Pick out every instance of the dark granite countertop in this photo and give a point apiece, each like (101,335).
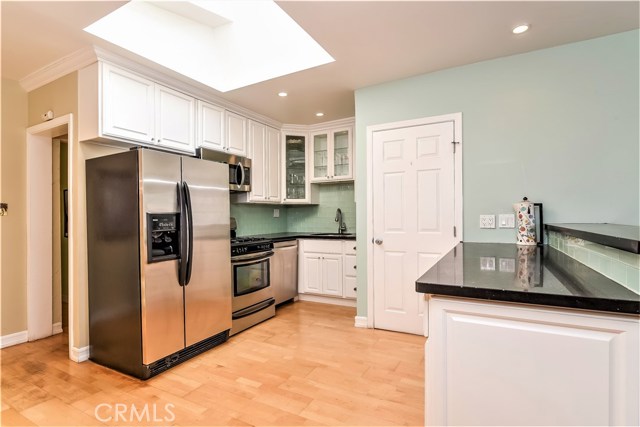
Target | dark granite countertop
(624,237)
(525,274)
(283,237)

==

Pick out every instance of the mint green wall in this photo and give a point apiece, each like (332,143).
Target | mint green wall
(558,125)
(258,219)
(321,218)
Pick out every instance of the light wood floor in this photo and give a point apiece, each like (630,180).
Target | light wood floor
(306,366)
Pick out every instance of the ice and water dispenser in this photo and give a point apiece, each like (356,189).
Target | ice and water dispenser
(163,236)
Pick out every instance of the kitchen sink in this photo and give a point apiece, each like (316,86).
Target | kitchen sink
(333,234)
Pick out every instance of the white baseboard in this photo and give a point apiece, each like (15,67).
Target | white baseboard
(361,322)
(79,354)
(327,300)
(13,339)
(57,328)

==

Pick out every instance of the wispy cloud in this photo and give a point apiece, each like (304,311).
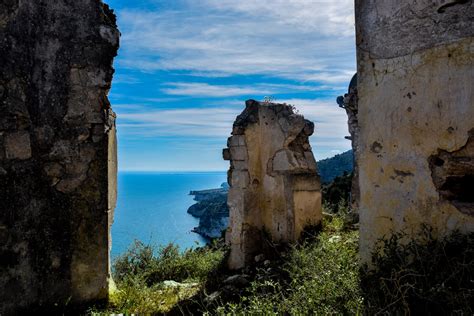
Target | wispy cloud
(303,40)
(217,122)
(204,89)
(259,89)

WHAT TO PRODUCE: Pick out every line in the entries above that contains the string "mint" and copy each one. Case counts.

ANSWER TO THE EXERCISE:
Pick out every instance of the mint green wall in this photo and give a point apiece, each like (332,143).
Target | mint green wall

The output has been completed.